• **ЗАДАНИЕ**
Перепишите фрагмент отрывка о детективном жанре начиная со слов "Детективный жанр –" и вплоть до слов "то же время." включительно, заменив в нем "наслаждения" на "удовольствия".

• **ИСХОДНЫЙ ОТРЫВОК**
____

Детективный жанр – хитроумное искусство, ювелирная микрохирургия. Она не разрушает организм социума, но, напротив: даже примиряет с ним и преступлениями, обычными в нем, раз они дают материал для такого изысканного интеллектуального наслаждения – читателю и публике: созерцать исследовательскую работу расследования (как ученые-экспериментаторы мастерски изобретательны в Англии) и тренировать свое знание законов и как их обходить, как быть преступником и лояльным гражданином в то же время.

В более грубой Америке изобрели потом «детектор лжи» – прибор, улавливающий: правду ль говорит человек или ложь? Какой примитив миропонимания – и человека, и Логоса! Бытие так сложно и перепутано, что при самых добрых намерениях узнать истину и говорить правду мы ошибаемся и лжем – объективно. «Мысль изреченная есть ложь!» – мудро это понимал русский поэт Тютчев. А уж в Англии, при такой сложности ее состава и устройства, ложь – как клей сложности, помогающий ей не развалиться. Все лгут и знают это – и серьезно, и весело, и остроумно-играючи – и снисходительны к сему. Как самозаговорщики и авгуры в этом – англичане.

____

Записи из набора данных
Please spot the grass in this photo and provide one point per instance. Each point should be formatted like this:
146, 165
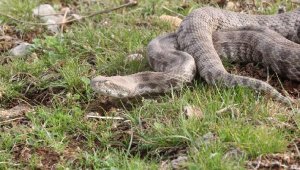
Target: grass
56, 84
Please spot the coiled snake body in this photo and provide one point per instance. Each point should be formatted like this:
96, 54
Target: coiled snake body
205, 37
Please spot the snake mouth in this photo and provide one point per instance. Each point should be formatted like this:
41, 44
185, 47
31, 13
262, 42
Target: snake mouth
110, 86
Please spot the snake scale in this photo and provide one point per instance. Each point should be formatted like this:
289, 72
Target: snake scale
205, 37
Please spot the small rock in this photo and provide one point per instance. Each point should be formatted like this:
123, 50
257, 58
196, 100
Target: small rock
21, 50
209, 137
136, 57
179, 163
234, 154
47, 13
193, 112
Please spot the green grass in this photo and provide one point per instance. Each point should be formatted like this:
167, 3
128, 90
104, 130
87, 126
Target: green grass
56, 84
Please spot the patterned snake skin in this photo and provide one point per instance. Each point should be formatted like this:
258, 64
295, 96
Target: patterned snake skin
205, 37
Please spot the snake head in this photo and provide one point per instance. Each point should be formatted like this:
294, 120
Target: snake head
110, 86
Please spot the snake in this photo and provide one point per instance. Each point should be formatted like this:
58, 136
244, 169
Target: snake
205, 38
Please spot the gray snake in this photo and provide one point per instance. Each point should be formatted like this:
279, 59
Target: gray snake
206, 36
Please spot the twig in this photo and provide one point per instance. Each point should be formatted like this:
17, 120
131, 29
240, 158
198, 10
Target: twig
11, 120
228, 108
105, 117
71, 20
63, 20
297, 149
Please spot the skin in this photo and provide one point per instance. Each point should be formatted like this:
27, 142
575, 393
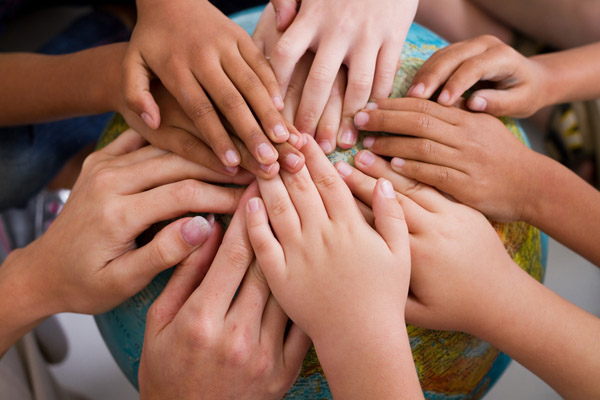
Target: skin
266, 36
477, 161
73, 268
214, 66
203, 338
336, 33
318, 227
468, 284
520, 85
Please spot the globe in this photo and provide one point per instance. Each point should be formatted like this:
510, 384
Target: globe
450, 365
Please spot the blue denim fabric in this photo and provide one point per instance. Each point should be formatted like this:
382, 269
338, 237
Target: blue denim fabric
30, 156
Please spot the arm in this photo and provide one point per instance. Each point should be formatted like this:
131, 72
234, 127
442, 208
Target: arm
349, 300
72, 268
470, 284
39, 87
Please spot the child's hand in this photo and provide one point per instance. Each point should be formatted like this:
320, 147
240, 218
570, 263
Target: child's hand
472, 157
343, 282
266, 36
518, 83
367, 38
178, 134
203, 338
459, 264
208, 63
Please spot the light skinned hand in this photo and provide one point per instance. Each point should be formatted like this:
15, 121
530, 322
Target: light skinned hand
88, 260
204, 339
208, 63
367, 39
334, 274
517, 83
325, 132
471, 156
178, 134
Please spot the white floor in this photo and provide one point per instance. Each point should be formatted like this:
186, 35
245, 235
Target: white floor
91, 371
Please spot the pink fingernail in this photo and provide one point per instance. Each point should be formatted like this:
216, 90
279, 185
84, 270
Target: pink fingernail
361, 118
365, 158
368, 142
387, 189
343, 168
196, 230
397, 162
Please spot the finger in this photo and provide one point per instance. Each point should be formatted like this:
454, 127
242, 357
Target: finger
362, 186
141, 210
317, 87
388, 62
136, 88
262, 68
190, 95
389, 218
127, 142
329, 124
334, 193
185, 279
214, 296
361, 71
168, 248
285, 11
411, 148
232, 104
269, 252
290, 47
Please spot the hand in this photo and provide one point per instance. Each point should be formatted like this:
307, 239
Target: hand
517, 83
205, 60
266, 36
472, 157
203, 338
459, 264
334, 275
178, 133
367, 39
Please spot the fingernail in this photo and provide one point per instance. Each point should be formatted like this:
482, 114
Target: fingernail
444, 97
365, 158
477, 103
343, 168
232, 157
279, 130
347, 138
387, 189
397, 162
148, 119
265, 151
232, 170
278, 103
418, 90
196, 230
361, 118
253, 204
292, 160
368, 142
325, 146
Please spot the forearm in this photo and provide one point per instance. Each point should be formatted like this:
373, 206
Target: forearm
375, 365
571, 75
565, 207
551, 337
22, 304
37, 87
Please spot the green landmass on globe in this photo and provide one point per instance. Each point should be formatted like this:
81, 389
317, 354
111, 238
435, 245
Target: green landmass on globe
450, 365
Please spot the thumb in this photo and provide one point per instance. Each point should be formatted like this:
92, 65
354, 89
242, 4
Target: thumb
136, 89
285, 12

____

• **ОЖИДАЕМЫЙ ОТВЕТ**
Детективный жанр – хитроумное искусство, ювелирная микрохирургия. Она не разрушает организм социума, но, напротив: даже примиряет с ним и преступлениями, обычными в нем, раз они дают материал для такого изысканного интеллектуального удовольствия – читателю и публике: созерцать исследовательскую работу расследования (как ученые-экспериментаторы мастерски изобретательны в Англии) и тренировать свое знание законов и как их обходить, как быть преступником и лояльным гражданином в то же время.